Problem to work on: Repeat every record below exactly, but leave out any pictures.

[Start Extracted records]

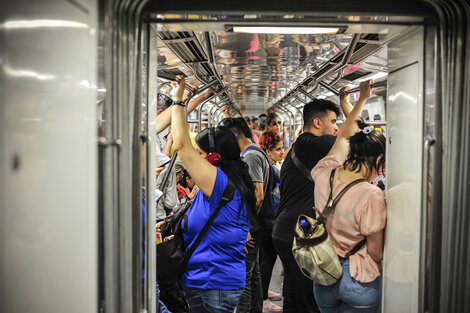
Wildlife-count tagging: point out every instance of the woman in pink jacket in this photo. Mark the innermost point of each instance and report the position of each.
(361, 213)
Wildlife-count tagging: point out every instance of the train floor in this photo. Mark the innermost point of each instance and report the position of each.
(276, 281)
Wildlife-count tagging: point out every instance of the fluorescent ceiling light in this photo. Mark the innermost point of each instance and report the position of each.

[End Extracted records]

The output:
Wildlife-count tagging: point out every instance of the woman in pink jacket in this photo. Mark the innermost point of each instance and report the position of each.
(361, 213)
Wildlife-count tagging: point out every instance of the train floor in this photo. Mark the innermost point of each instance and report the position of each.
(276, 281)
Wildlife-count tagging: point out every instance of the fluorescent ceiling light in this photo. Mark the innermost point of each instance and report the position of each.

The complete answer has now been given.